[Point-based annotation data]
%%

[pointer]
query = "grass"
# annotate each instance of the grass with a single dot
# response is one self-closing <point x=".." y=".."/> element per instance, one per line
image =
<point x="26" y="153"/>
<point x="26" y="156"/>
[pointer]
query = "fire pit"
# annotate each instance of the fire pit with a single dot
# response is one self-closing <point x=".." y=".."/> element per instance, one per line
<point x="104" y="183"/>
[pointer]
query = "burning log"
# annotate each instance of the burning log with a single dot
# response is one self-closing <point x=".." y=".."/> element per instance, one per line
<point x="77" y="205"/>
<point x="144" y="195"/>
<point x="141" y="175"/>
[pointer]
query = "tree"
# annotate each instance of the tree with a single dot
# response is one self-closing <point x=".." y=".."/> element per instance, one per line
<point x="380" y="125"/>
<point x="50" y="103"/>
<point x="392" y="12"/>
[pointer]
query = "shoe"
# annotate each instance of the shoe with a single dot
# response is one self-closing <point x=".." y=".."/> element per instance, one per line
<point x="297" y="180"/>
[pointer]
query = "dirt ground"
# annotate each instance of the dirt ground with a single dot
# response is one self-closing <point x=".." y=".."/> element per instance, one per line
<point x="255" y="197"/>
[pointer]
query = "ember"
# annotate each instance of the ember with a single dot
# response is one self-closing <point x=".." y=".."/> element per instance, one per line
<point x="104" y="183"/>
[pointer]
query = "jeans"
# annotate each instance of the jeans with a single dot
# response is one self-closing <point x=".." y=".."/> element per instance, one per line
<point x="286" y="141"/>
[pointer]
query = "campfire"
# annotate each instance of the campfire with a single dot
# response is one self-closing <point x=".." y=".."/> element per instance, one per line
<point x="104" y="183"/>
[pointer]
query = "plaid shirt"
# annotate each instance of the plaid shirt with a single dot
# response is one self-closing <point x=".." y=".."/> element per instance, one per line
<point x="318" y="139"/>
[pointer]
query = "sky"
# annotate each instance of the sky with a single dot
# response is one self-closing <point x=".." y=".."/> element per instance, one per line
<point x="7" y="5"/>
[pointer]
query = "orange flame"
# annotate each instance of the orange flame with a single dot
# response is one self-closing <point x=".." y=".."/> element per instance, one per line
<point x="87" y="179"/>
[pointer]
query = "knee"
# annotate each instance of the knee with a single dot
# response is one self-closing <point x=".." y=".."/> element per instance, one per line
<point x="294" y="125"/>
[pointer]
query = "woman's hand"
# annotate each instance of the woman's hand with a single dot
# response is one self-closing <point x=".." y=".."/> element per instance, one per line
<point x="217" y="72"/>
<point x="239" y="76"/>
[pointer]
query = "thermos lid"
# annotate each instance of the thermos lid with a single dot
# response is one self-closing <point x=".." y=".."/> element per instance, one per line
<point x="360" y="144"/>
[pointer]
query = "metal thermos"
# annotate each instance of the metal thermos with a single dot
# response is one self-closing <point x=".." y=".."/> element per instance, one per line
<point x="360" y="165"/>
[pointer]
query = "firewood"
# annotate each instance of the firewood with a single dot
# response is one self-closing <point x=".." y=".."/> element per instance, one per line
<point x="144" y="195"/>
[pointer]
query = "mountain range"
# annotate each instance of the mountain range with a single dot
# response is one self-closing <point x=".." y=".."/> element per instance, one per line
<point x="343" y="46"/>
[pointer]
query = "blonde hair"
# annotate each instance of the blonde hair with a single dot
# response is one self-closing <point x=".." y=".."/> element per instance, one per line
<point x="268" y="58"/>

%%

Extract the data exactly as given.

Written answer:
[pointer]
query = "grass"
# annotate each instance of the grass with a single dot
# response is one self-closing <point x=".." y=".."/> element per instance, one per line
image =
<point x="26" y="153"/>
<point x="26" y="156"/>
[pointer]
query = "fire pit"
# annotate each instance of the fire pit with a single dot
# response is one self-closing <point x=".." y=".."/> element per instance, one per line
<point x="104" y="183"/>
[pointer]
query = "burning log"
# annotate each instance of the burning log with a single dot
# response is one self-closing <point x=".." y=".."/> element per instance, one per line
<point x="77" y="205"/>
<point x="144" y="195"/>
<point x="141" y="175"/>
[pointer]
query = "tree"
# annotate each instance of the tree with a single dot
# response is one self-closing <point x=".." y=".."/> element per instance, one per line
<point x="380" y="125"/>
<point x="50" y="103"/>
<point x="392" y="12"/>
[pointer]
query = "shoe"
# annotate each instance of the shoe with a single dot
# response is one self-closing <point x=".." y=".."/> element per instance, one per line
<point x="297" y="180"/>
[pointer]
query = "dirt ground"
# annotate each instance of the dirt ground with a single dot
# response is one self-closing <point x=".." y=".."/> element per instance, one per line
<point x="255" y="197"/>
[pointer]
query = "ember"
# annotate each instance of the ember with a single dot
# response is one self-closing <point x=".." y=".."/> element per instance, one per line
<point x="104" y="183"/>
[pointer]
query = "jeans"
# annotate each instance of the jeans with a single dot
# response is one self-closing <point x=".." y=".."/> element per instance, one per line
<point x="286" y="141"/>
[pointer]
query = "campfire"
# annotate each instance of the campfire with a single dot
# response is one self-closing <point x=".." y=".."/> element per instance, one per line
<point x="104" y="183"/>
[pointer]
query = "plaid shirt"
# annotate each instance of the plaid shirt with a single dot
# response is one self-closing <point x=".." y=".."/> element per instance, one per line
<point x="318" y="139"/>
[pointer]
query = "sky"
# annotate each instance of the sky with a single dot
# response is one self-closing <point x=".." y=".."/> element per instance, one per line
<point x="7" y="5"/>
[pointer]
query = "orange flame"
# annotate each instance of the orange flame with a single dot
# response is one self-closing <point x=".." y=".."/> element per instance, one per line
<point x="87" y="179"/>
[pointer]
query = "knee"
# annotate each instance of the knee with a single dot
# response is one self-closing <point x=".." y=".."/> element per instance, one per line
<point x="294" y="125"/>
[pointer]
query = "woman's hand"
# annotate each instance of the woman's hand with a single dot
# response is one self-closing <point x=".." y=".."/> element per instance, one per line
<point x="217" y="72"/>
<point x="239" y="76"/>
[pointer]
query = "thermos lid"
# annotate each instance of the thermos lid with a single dot
# response is one self-closing <point x=".." y=".."/> element per instance, one per line
<point x="360" y="144"/>
[pointer]
query = "metal thermos"
# annotate each instance of the metal thermos with a single dot
# response is one self-closing <point x=".." y=".."/> element per instance, one per line
<point x="360" y="165"/>
[pointer]
query = "firewood"
# annotate each instance of the firewood with a single dot
# response is one self-closing <point x=".." y=".."/> element per instance, one per line
<point x="144" y="195"/>
[pointer]
query = "mountain range"
# annotate each instance of the mountain range with a single dot
# response is one self-closing <point x=".." y=".."/> element per instance, one per line
<point x="343" y="46"/>
[pointer]
query = "blonde hair"
# annotate each instance of the blonde hair with a single dot
# response is one self-closing <point x=".." y=".."/> element per instance, one per line
<point x="268" y="58"/>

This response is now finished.